DOCUMENT:
________________

Friday, November 27, 2009

Turkey and earthquakes

The North Anatolian Fault in Turkey bears many resemblances to the San Andreas Fault. Both are similar in length, and have motion that is horizontal and right lateral, which means as you look across the fault, the side opposite moves to the right. (Believe me, this is true regardless of which side you stand on.) And, both pass through major population centers, Istanbul being at risk from the NAF. Just another place in the world where plates are jostling up against one another.

 Source: USGS

The graphic below is very cool, integrating lots of information about the geography and historical movement on this fault.  Edward Tufte would be pleased.

The Istanbul area seems overdue for some slip!

The World Bank (a group whose development policies and choice of directors I don't always agree with) has a nice high quality video (along with a number of others) on its YouTube channel, about the seismic retrofitting of buildings in this historic city.


What, you thought this was going to be about Thanksgiving?

Sunday, November 22, 2009

Seismograph mashups of the future?

Researchers at Cal Tech enlist public to help them measure earthquakes `block-by-block'
By Emma Gallegos, Staff Writer
Whittier Daily News
Posted: 11/22/2009 06:02:20 AM PST

PASADENA - Researchers at Caltech who study earthquakes want to enlist Southern Californians with cell phones or computers to help them measure strong jolts in the region.

A couple of years ago, the researchers noticed that accelerators - small devices that measure motion - were becoming common, and now they're practically a standard part of Macintosh laptops and touch-screen cell phones.

That's when it clicked that the accelerometers might help them with their research.

"Lightbulbs went on in people's heads - there's seismometers all over the place," said Tom Heaton, director of the Earthquake Engineering Research Laboratory at Caltech.

This summer the group of professors and students received a grant from the National Science Foundation to create a program that could use the data from thousands - if not millions - of accelerometers to give seismic experts a better picture of earthquakes and the faults that cause them.

Right now there are about 200 high-quality seismic stations throughout Southern California. There's one at the U.S. Geological Survey on the Caltech campus, but the next one is in Glendale.

That doesn't cut it for researchers, who would like to be able to get a block-by-block portrait of what happens when an earthquake strikes but can't afford to pay the $15,000 it costs to pay for and maintain these seismic stations.

________________

RECORD EXTRACTS:
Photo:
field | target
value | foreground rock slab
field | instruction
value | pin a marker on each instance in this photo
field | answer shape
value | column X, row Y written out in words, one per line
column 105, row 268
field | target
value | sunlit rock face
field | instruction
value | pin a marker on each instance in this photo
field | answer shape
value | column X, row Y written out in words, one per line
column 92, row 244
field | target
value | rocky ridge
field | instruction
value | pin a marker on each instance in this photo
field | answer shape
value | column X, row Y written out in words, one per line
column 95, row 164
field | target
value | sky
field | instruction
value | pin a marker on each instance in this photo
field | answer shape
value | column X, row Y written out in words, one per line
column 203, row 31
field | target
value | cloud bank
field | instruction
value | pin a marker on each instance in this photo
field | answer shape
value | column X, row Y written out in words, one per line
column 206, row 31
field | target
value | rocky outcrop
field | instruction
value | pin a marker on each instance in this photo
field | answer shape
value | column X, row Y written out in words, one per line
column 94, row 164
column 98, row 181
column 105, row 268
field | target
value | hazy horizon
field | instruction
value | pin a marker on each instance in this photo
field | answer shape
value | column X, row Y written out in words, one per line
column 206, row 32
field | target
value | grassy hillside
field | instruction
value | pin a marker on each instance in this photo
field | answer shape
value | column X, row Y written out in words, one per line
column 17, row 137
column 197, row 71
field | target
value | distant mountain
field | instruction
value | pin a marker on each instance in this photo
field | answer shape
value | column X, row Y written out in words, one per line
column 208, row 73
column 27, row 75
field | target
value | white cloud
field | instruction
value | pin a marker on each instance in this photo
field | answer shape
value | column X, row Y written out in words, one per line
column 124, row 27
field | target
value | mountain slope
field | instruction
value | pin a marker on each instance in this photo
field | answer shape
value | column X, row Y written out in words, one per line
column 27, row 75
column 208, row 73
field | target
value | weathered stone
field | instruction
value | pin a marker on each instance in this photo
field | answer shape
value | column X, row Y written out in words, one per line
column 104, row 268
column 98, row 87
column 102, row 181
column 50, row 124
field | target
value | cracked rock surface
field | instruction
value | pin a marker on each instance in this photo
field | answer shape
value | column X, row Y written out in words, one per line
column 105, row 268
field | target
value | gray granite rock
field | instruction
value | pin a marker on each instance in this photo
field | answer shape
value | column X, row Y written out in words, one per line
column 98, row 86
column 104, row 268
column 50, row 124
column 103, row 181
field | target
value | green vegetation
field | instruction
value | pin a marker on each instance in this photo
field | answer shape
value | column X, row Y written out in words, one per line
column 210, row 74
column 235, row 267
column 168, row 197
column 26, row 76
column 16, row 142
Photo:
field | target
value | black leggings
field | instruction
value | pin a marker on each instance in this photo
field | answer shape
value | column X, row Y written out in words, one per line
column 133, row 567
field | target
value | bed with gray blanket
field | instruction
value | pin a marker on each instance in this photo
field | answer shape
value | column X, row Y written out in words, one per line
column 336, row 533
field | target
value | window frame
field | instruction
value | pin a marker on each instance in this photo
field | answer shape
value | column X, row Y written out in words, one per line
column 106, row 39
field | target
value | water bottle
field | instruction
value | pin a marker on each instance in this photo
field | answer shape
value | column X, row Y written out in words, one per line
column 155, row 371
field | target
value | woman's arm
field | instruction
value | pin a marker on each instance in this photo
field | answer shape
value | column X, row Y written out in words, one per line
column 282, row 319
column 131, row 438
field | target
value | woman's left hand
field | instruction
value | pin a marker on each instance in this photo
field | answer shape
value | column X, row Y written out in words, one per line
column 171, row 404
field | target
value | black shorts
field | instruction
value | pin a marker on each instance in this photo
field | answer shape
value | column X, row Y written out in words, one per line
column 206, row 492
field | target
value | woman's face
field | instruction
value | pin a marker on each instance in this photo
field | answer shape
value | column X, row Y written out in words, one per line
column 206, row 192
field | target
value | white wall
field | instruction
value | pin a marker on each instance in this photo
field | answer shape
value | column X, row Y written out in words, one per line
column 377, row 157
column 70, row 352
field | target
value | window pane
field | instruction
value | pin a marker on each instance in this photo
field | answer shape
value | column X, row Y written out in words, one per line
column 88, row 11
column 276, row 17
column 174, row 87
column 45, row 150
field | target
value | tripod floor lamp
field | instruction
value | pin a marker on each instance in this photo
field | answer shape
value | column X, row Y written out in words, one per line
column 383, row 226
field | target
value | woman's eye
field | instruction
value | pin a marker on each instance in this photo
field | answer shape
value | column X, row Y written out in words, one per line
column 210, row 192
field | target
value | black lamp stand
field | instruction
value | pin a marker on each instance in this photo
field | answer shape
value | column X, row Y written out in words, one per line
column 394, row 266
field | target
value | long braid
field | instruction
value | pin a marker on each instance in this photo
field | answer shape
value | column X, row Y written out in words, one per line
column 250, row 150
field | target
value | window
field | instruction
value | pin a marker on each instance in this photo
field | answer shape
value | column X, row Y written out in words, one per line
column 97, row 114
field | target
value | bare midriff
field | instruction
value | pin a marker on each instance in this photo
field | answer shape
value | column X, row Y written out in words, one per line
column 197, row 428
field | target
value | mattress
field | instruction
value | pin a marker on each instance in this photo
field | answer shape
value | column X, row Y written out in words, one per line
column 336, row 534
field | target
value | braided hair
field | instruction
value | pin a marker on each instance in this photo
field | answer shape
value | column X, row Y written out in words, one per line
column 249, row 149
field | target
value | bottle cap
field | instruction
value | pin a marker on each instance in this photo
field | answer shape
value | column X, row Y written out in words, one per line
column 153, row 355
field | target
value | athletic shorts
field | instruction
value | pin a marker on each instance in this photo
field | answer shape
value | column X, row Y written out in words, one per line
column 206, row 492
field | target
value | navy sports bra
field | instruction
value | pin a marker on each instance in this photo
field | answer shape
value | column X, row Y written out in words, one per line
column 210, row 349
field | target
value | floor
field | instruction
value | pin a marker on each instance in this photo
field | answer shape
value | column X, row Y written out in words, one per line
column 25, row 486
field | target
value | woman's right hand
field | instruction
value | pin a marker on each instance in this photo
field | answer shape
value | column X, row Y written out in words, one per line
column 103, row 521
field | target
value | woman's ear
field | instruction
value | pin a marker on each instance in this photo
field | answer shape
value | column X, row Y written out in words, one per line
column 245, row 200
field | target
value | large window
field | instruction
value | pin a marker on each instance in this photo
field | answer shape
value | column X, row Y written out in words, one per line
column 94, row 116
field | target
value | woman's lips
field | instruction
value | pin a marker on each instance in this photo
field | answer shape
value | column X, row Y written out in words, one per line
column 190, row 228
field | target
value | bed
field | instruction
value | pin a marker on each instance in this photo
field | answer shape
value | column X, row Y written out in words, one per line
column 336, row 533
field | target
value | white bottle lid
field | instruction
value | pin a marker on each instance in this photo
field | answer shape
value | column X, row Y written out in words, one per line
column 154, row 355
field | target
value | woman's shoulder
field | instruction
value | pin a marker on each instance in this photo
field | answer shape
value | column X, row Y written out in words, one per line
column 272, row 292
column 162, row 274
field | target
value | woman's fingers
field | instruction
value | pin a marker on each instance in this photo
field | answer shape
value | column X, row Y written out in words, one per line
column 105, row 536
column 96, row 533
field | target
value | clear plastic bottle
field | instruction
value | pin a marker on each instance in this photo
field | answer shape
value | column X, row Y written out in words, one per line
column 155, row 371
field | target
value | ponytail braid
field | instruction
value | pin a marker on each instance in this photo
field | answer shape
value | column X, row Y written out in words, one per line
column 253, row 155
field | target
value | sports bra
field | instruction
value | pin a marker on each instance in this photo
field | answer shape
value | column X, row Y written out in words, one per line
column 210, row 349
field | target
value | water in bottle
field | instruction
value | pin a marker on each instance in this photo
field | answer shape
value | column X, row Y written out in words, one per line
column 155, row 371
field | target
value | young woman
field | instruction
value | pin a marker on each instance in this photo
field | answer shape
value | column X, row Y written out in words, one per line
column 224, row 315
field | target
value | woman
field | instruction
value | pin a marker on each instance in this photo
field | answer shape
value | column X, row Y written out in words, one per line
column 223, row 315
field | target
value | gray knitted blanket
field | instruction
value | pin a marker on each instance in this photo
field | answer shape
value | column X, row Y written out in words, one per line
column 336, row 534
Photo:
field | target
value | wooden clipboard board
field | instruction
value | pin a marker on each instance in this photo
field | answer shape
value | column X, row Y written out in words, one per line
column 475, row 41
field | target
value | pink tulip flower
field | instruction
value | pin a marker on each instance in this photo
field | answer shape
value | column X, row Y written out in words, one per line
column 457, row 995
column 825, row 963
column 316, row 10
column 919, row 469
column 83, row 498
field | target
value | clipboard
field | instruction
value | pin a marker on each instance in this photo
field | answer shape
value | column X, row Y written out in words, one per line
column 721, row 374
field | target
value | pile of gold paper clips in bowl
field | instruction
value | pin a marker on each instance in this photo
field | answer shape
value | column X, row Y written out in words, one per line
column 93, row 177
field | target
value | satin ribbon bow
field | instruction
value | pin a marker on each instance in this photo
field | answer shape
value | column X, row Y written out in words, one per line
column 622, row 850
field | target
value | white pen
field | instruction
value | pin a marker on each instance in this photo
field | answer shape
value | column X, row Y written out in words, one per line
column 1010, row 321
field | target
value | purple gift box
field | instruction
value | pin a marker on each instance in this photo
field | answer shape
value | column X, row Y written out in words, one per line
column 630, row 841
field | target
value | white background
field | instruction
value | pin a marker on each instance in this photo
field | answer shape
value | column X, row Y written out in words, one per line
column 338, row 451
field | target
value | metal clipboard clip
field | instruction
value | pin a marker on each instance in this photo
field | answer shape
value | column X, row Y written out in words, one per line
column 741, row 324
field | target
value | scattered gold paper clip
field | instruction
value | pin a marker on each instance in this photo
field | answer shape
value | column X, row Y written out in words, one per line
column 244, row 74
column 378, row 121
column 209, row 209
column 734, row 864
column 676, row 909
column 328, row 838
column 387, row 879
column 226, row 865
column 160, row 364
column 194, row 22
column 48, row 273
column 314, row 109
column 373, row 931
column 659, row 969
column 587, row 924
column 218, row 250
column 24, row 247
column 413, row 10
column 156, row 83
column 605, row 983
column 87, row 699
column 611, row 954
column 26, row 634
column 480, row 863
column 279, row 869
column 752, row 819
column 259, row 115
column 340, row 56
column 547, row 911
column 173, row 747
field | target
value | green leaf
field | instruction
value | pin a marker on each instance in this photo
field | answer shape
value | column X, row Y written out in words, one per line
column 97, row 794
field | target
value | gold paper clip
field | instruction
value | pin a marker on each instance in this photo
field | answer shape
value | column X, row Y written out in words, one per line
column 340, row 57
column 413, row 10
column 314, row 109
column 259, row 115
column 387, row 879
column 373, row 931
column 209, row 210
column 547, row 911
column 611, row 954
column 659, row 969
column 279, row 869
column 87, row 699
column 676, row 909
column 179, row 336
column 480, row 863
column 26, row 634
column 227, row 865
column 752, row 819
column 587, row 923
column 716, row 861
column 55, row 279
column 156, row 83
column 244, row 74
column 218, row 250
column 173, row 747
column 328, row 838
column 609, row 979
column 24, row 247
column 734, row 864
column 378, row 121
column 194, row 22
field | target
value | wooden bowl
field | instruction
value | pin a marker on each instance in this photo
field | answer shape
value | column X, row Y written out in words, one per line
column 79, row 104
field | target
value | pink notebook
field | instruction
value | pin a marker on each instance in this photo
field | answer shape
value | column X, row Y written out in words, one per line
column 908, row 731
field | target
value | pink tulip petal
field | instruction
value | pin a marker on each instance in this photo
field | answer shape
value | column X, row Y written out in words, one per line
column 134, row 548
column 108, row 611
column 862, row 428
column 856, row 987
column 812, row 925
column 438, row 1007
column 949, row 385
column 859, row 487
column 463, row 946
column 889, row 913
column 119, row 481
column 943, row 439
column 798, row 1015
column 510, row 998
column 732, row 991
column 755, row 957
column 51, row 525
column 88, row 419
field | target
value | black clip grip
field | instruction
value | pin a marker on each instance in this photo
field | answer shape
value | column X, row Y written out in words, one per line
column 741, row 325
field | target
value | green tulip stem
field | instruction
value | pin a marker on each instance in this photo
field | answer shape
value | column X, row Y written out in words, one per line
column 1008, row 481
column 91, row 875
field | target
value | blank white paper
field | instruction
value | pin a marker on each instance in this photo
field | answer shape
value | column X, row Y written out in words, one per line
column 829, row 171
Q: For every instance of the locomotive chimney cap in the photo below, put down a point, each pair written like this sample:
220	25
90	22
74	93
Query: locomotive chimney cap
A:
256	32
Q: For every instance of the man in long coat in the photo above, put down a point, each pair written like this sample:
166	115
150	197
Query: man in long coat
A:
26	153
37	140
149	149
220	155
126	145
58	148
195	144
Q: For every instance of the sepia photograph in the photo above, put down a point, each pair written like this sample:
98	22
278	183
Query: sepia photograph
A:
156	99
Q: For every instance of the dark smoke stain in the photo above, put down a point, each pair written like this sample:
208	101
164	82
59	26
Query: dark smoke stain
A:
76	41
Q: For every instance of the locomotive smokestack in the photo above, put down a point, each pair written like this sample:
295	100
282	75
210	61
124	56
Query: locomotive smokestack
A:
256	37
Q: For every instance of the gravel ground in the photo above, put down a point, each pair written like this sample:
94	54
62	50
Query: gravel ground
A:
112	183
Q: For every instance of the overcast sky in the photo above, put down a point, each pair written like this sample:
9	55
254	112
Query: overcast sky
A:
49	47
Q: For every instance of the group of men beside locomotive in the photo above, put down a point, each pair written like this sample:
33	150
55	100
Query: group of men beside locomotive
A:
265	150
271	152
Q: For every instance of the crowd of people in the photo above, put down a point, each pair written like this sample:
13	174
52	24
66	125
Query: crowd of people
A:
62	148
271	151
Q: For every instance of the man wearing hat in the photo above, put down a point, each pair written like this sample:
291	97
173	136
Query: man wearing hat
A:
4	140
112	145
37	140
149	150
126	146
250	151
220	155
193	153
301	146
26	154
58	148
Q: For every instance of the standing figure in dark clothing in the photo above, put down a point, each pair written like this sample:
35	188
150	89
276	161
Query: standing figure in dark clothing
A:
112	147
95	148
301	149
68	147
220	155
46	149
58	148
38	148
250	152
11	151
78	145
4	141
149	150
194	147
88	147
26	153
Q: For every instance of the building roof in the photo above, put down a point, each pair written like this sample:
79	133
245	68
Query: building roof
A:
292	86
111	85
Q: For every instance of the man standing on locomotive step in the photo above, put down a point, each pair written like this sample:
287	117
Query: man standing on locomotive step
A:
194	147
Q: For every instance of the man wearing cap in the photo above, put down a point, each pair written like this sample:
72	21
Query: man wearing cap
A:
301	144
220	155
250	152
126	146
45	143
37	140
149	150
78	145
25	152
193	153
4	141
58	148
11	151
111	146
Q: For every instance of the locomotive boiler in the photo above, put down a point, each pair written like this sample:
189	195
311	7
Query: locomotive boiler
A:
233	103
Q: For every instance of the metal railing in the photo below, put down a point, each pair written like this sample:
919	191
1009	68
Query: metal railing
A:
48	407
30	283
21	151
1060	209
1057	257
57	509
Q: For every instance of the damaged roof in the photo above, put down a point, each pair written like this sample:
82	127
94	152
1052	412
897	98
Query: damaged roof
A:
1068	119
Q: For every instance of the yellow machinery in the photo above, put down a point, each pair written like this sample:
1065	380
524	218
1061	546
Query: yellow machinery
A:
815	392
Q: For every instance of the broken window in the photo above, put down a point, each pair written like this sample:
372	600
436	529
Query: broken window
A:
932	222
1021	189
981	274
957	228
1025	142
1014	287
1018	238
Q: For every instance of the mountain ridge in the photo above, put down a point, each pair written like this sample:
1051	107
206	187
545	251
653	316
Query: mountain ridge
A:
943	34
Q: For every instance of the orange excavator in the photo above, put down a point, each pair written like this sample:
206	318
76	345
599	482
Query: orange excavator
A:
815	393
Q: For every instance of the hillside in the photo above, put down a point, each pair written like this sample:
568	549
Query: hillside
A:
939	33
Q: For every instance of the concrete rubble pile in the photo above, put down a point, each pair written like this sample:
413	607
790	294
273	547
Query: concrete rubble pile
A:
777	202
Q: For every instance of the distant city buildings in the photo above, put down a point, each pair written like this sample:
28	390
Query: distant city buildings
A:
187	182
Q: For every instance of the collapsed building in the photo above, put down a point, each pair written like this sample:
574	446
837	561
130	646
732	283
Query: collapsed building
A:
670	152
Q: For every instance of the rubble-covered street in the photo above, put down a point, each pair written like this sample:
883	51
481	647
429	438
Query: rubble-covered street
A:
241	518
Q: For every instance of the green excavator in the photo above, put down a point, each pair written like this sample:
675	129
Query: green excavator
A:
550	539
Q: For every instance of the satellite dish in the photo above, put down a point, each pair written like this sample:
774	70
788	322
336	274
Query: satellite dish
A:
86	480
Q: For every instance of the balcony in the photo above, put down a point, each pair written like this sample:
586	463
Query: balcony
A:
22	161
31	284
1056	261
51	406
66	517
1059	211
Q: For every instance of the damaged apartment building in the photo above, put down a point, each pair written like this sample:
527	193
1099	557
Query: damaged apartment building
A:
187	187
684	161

________________

GIVEN EXERCISE: Continue the earthquake blog post, starting after its final sentence.

TASK ANSWER:
"Instead of a small number of high-quality instruments, we'd rather (have) a
larger number of lesser-quality instruments, trading quality for quantity," said Robert Clayton, a Caltech professor in the seismological lab.

The accelerometers could not only help measure quakes block by block but also floor by floor, said civil engineering Professor Monica Kohler. She's interested in the way the data could help civil engineers understand how buildings move and sway when a quake hits.

There are a couple buildings that have seismometers installed, but they tend to be costly and intrusive, she said.

"It's become obvious that this is a very easy way to start putting sensors and getting building motions up potentially every floor of a high-rise building," Kohler said.

The accelerometers aren't as sensitive as pricey seismic stations, but industry demands have brought the costs of some down to $50 to $100.

The researchers already have a working model that transforms the same technology that deploys air bags in cars and makes the Nintendo Wii remote possible to measure strong quakes.

The test accelerometers aren't much larger than a quarter, and they can attach to laptops via a USB port. When you bang on the table where these laptops are sitting, a red spot appears on a Google map showing the "epicenter" of the quake centered on the Caltech campus.

Of course, once thousands or millions of these devices are hooked up to a ShakeOut map, researchers say that this everyday jostling and knocking on a table won't register as an earthquake.

It's the simultaneous motion of these accelerometers that will signal that an earthquake has occurred. The group is working to make sure that this information moves quickly - transmitted via a wireless signal and then out of the system where it will be safe.

"What we'd like to do is to be able to take the earliest motions and get the information out of the region as fast as possible," Clayton said.

He calls this the "Indiana Jones effect." After the first wave of a major earthquake, the infrastructure of the city and electrical systems will begin to fail in a wave. That information needs to be able to move ahead of the first wave of the earthquake, like Indiana Jones in the "Temple of Doom."

The group is planning to slowly release distribute the devices to the community, beginning in 2010, Clayton said.

Caltech community members will be the first to test the accelerometers. By spring, the group plans to release the accelerometers into the local school system, tapping into science teachers, who could use them as teaching tools. Next summer, the group will distribute them to other school systems in Los Angeles and to fire stations.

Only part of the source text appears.